• [TEXTAUSZUG]:
§ §

Auch wenn Action-Videospiele
(First- und Third-Person-Shooter) aus ethischen Gründen bisher nicht als Trainingsinstrument bei Kindern eingesetzt wurden, so gibt es einige Studien, die sich dem Einfluss von Action-Videospielen auf kognitive und perzeptuelle Prozesse bei Kindern und Jugendlichen widmen. Trick und Kollegen (
2005) untersuchten die Leistungen von Kindern und Jugendlichen fünf verschiedener Altersgruppen (6, 8, 10, 12 und 19 Jahre) – eingeteilt in Action-Videospieler, Sport-Spieler und Non-Action-Videospieler – in einer Aufgabe zur Aufmerksamkeitsausrichtung auf verschiedene Objekte (Multiple Object Tracking). In dieser Aufgabe werden den Probanden auf einem Bildschirm sich bewegende Spione oder blaue lachende Gesichter dargeboten. Die Versuchsteilnehmer haben die Aufgabe, die lachenden blauen Gesichter zu verfolgen, auch wenn sich nach einer Weile die Objekte nicht mehr von den Spionen unterscheiden. Die Aufgabe der Probanden besteht darin, zu bestimmen, ob das markierte Objekt ursprünglich zu den blauen Objekten oder den Spionen gehört. Action-Videospieler zeigten bessere Leistungen im Vergleich zu den Nicht-Videospielern. Ähnliche Effekte wurden bei weiteren Aufgaben zur Testung von Arbeitsgedächtnis- und Aufmerksamkeitsprozessen (Al-Gabbani et al.
2014) sowie anderen Aufgaben zur Testung von Aufmerksamkeit wie z. B. Tests zur Messung der Distraktorverarbeitung und Zielreizentdeckung in verschiedenen Exzentrizitäten berichtet (Dye et al.
2009). Während sich frühere Videospieltrainingsstudien mit Transfereffekten im Bereich höherer kognitiver Funktionen wie mentale Rotation oder Aufmerksamkeitskapazität beschäftigen, so zeigte eine Studie mit 4- bis 5-jährigen Kindern auch verbesserte Fähigkeiten, Sinneseindrücke aus verschiedenen Modalitäten (visuell und taktil) zu einem Wahrnehmungseindruck nach einem 10-tägigen Videospieltraining mit Action Mini Games zu integrieren (Nava et al.

§ §

• [QUELLDATEN]:
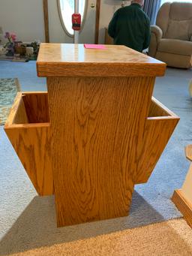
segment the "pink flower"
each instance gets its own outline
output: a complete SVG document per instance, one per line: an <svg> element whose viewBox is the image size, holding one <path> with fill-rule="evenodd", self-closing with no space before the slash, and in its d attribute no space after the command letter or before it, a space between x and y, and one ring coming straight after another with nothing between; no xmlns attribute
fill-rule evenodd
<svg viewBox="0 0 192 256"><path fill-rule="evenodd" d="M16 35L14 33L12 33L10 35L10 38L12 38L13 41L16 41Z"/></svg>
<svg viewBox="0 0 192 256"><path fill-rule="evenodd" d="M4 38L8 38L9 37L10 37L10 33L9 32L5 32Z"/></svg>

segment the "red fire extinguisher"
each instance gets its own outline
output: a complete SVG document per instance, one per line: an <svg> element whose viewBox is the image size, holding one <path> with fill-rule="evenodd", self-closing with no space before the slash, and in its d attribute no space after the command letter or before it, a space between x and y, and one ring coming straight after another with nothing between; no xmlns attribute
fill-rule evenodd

§ §

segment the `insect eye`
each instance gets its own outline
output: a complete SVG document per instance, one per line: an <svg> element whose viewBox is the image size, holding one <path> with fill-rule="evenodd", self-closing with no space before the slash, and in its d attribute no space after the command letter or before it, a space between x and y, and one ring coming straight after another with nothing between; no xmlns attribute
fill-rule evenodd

§ §

• [AUFGABENSTELLUNG]:
Beantworten Sie anhand des Textauszugs zu Action-Videospielen bei Kindern knapp:
1. Welche Altersgruppen untersuchten Trick und Kollegen (2005)?
2. In welche drei Gruppen wurden die Teilnehmer dieser Studie eingeteilt?
3. Wie lange dauerte das Videospieltraining in der Studie mit 4- bis 5-jährigen Kindern?

• [ANTWORT]:
1. 6, 8, 10, 12 und 19 Jahre.
2. Action-Videospieler, Sport-Spieler und Non-Action-Videospieler.
3. 10 Tage.